- ACTIVITY
Where a line holds the word "trunk", copy it from the records.

- TASK DATA
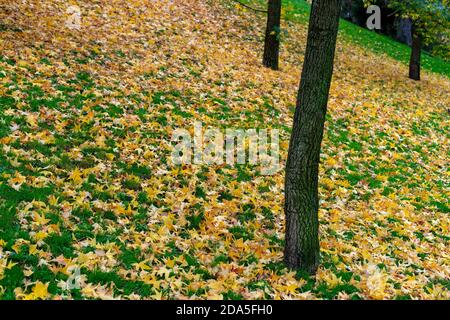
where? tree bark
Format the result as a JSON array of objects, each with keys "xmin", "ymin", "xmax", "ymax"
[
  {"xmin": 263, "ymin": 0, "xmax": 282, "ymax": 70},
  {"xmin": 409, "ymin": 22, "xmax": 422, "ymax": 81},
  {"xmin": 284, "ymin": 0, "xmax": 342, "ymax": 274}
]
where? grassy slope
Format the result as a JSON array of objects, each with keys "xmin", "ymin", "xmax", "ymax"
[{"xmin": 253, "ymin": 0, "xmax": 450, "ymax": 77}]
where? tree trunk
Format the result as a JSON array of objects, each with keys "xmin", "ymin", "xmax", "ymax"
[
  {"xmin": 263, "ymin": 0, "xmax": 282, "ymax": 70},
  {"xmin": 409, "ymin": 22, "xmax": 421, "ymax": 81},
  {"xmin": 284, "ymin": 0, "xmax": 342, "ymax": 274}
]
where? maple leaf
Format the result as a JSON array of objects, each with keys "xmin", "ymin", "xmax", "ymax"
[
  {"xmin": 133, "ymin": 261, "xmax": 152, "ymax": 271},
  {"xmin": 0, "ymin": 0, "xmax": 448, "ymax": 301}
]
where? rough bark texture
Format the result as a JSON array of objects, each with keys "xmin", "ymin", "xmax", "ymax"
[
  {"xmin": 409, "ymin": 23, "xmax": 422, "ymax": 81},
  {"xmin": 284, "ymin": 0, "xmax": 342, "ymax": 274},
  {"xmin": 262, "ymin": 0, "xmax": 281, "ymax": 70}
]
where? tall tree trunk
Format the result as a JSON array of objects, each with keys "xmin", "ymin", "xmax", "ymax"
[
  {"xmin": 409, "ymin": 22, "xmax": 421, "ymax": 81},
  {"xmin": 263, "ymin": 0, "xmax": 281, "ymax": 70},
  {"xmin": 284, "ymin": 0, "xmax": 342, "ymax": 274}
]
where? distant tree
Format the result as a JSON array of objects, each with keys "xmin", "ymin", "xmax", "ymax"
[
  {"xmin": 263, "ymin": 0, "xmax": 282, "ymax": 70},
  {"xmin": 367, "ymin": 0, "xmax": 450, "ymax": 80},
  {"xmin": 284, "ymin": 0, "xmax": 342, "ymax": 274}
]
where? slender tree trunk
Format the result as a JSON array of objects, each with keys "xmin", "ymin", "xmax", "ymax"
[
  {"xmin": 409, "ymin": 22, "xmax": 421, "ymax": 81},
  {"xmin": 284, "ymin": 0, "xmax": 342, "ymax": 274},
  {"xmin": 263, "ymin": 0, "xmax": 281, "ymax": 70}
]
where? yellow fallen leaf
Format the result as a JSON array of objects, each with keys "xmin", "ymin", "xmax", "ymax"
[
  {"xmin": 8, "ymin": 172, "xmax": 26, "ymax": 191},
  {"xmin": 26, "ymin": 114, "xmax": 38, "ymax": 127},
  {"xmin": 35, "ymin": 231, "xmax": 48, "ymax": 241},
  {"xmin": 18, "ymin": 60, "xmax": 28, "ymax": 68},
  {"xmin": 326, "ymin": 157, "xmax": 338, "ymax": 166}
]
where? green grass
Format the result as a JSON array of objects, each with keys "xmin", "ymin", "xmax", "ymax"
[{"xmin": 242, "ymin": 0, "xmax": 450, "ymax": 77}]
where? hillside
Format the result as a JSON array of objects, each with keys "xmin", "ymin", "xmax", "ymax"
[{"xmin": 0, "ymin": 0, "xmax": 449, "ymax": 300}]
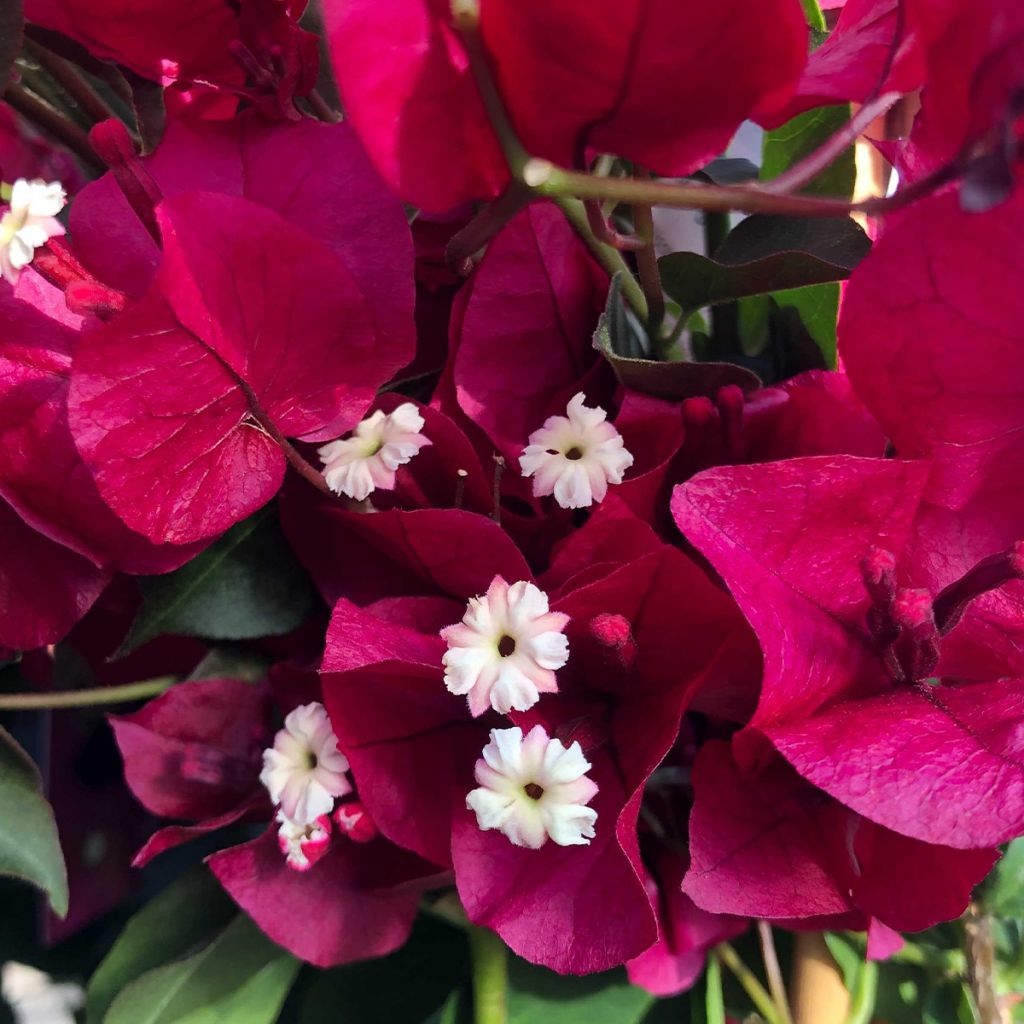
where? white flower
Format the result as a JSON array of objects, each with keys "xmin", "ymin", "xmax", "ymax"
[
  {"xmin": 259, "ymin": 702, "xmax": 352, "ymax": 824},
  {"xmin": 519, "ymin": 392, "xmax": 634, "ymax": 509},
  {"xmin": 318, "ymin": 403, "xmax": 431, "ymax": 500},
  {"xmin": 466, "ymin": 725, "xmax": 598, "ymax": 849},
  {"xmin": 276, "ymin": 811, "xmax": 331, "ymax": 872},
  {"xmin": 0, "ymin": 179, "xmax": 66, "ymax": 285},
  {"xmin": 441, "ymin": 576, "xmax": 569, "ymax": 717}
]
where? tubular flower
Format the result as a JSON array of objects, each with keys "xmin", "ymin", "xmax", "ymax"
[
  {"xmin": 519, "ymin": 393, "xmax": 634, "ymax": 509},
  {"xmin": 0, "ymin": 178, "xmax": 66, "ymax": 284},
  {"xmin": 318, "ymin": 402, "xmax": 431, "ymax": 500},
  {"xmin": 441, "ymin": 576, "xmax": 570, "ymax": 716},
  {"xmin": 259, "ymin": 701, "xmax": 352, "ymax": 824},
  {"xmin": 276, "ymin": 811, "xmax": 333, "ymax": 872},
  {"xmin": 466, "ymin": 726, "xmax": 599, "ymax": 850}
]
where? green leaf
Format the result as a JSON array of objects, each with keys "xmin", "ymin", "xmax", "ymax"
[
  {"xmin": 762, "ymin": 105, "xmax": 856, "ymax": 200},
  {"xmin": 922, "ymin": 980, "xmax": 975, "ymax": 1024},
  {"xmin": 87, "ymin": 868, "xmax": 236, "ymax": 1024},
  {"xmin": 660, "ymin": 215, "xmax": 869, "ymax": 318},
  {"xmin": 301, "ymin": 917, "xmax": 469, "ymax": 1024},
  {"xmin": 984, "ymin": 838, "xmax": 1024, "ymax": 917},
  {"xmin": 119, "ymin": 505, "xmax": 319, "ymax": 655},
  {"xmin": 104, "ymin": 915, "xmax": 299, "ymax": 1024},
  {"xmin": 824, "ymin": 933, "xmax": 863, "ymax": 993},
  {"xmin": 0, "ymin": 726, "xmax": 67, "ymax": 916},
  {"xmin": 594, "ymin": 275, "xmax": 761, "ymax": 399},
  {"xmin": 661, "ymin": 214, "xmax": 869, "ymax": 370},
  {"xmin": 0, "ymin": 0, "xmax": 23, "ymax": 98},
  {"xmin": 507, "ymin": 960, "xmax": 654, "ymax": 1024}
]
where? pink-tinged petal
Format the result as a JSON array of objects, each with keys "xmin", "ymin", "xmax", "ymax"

- RESULT OF THIS EXERCISE
where? tree trunk
where? tall tree trunk
where? slender tree trunk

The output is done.